--- START ---

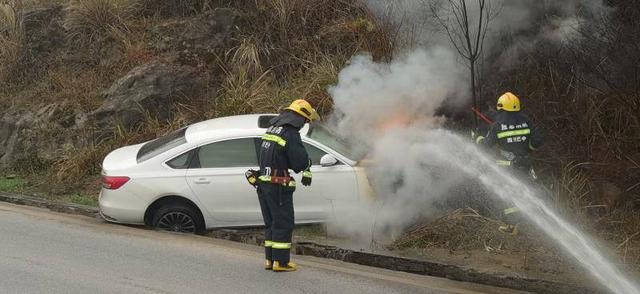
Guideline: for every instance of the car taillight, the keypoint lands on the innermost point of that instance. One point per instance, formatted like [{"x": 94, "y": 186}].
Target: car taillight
[{"x": 113, "y": 183}]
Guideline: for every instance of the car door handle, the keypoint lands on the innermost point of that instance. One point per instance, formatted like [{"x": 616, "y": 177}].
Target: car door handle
[{"x": 202, "y": 181}]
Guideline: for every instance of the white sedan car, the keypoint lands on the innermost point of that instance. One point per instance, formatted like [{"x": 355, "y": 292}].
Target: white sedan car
[{"x": 193, "y": 179}]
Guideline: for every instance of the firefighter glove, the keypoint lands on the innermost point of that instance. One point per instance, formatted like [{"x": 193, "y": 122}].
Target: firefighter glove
[
  {"x": 306, "y": 177},
  {"x": 252, "y": 177}
]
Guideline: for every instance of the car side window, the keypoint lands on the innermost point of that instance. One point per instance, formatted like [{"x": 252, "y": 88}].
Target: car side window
[
  {"x": 230, "y": 153},
  {"x": 181, "y": 162},
  {"x": 314, "y": 153}
]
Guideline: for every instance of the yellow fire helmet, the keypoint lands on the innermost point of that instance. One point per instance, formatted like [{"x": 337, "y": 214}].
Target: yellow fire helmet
[
  {"x": 302, "y": 107},
  {"x": 508, "y": 102}
]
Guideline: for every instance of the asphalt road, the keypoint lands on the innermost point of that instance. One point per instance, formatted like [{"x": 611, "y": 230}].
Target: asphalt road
[{"x": 46, "y": 252}]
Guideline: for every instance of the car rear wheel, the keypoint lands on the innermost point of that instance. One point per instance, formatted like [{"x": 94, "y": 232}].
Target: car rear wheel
[{"x": 178, "y": 218}]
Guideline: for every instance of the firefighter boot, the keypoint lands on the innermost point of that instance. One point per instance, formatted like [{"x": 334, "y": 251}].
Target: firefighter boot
[{"x": 290, "y": 267}]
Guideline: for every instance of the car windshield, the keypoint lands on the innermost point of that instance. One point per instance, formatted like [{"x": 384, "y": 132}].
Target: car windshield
[
  {"x": 325, "y": 136},
  {"x": 162, "y": 144}
]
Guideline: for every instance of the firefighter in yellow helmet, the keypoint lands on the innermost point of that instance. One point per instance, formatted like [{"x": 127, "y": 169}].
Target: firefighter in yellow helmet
[
  {"x": 282, "y": 151},
  {"x": 516, "y": 137}
]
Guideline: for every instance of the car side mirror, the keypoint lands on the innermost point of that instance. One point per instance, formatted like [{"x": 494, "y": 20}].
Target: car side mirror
[{"x": 328, "y": 160}]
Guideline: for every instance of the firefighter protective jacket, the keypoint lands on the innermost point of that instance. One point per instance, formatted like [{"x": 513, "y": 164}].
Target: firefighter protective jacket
[
  {"x": 514, "y": 133},
  {"x": 281, "y": 148}
]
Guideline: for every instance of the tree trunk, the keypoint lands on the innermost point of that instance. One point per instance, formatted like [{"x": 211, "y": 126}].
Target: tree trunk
[{"x": 474, "y": 93}]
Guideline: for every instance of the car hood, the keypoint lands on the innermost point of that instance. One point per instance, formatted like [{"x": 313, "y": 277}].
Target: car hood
[{"x": 121, "y": 158}]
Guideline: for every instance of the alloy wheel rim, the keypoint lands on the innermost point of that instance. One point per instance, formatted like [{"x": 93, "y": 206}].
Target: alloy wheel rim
[{"x": 177, "y": 222}]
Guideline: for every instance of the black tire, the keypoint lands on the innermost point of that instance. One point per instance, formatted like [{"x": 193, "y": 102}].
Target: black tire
[{"x": 177, "y": 217}]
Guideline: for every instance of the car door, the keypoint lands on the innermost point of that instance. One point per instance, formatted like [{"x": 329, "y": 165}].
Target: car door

--- END ---

**PROMPT**
Repeat the entries exactly as they are given, leaving out each image.

**FINISHED EXERCISE**
Guideline: for every instance of the car taillight, the keypoint lands on the innermost point of that instance. One point per instance, formatted like [{"x": 94, "y": 186}].
Target: car taillight
[{"x": 113, "y": 183}]
Guideline: for every instance of the car door handle, the keypoint lands on the innermost point of that instance. One point per instance, formatted like [{"x": 616, "y": 177}].
Target: car door handle
[{"x": 202, "y": 181}]
Guideline: for every instance of the white sedan car, the keypoint lands on the innermost point of that instance. One point per instance, formatted like [{"x": 355, "y": 292}].
Target: white sedan car
[{"x": 193, "y": 179}]
Guideline: for every instance of the firefighter glove, the keypoint lands on the innermost point of that instance. One point per instance, formatted like [{"x": 193, "y": 122}].
Target: firefighter glove
[
  {"x": 306, "y": 177},
  {"x": 252, "y": 177}
]
Guideline: for every instance of the car side window, the keypoint lands on the innermost point of that instance. One point per instance, formatted like [{"x": 252, "y": 88}].
Target: car side window
[
  {"x": 230, "y": 153},
  {"x": 181, "y": 162},
  {"x": 314, "y": 153}
]
Guideline: for every instance of the yellow fire helmet, the keypoint lands on the innermost point of that instance. One point per instance, formatted like [{"x": 337, "y": 214}].
Target: yellow fire helmet
[
  {"x": 302, "y": 107},
  {"x": 508, "y": 102}
]
Guideline: for every instance of the asphalt road, the keypoint lands on the innermost point of that instance. One point per instance, formatted like [{"x": 611, "y": 230}].
Target: asphalt road
[{"x": 46, "y": 252}]
Guideline: for every instance of the car rear wheel, the keypoint lands on the innermost point of that instance. One point per instance, formatted like [{"x": 94, "y": 232}].
Target: car rear wheel
[{"x": 178, "y": 218}]
Guideline: for every instance of the firefighter boot, the keypoint lands on the innermost point of that instance. One point per instance, formatted like [{"x": 334, "y": 251}].
Target: firefighter boot
[{"x": 290, "y": 267}]
Guideline: for every instance of the car windshield, the keypoint lands on the innermost point of that instance. One point per instance, formatted like [{"x": 384, "y": 132}].
Target: car windshield
[
  {"x": 325, "y": 136},
  {"x": 162, "y": 144}
]
Guideline: for every instance of the firefighter in yellow helmet, the keypoint lands on the innermost point of that instance. One point per instance, formatted like [{"x": 127, "y": 169}].
Target: firefighter in yellow helmet
[
  {"x": 282, "y": 151},
  {"x": 516, "y": 137}
]
Guideline: for every instance of the car side mirror, the keypoint lands on the innermost point of that instance. One point per instance, formatted like [{"x": 494, "y": 20}].
Target: car side mirror
[{"x": 328, "y": 160}]
Guideline: for every instance of the firefighter protective jacket, the keypoint lands on the innermost point of that instance. One point per instance, formatted like [{"x": 513, "y": 164}].
Target: firefighter protective jacket
[
  {"x": 514, "y": 133},
  {"x": 281, "y": 148}
]
Guideline: for every instance of the tree trunk, the keypoint lands on the innermost point of that instance. One point per instance, formatted like [{"x": 211, "y": 126}].
Target: tree trunk
[{"x": 474, "y": 93}]
Guideline: for every instance of the car hood, the keypoint lands on the innermost point of that instance. One point per instance, formatted like [{"x": 313, "y": 277}].
Target: car hood
[{"x": 121, "y": 158}]
Guideline: for every instance of the alloy wheel rim, the keypoint lands on the innermost point of that instance. One point per instance, formatted like [{"x": 93, "y": 206}].
Target: alloy wheel rim
[{"x": 177, "y": 222}]
Guideline: for every instance of the black tire, the keypoint lands on the innermost point of that instance. One point per instance, formatted like [{"x": 193, "y": 102}].
Target: black tire
[{"x": 177, "y": 217}]
Guideline: for every instance of the car door, the keypoint lands on the innermost point of that instance. One point per instance, formatted like [{"x": 329, "y": 165}].
Target: car door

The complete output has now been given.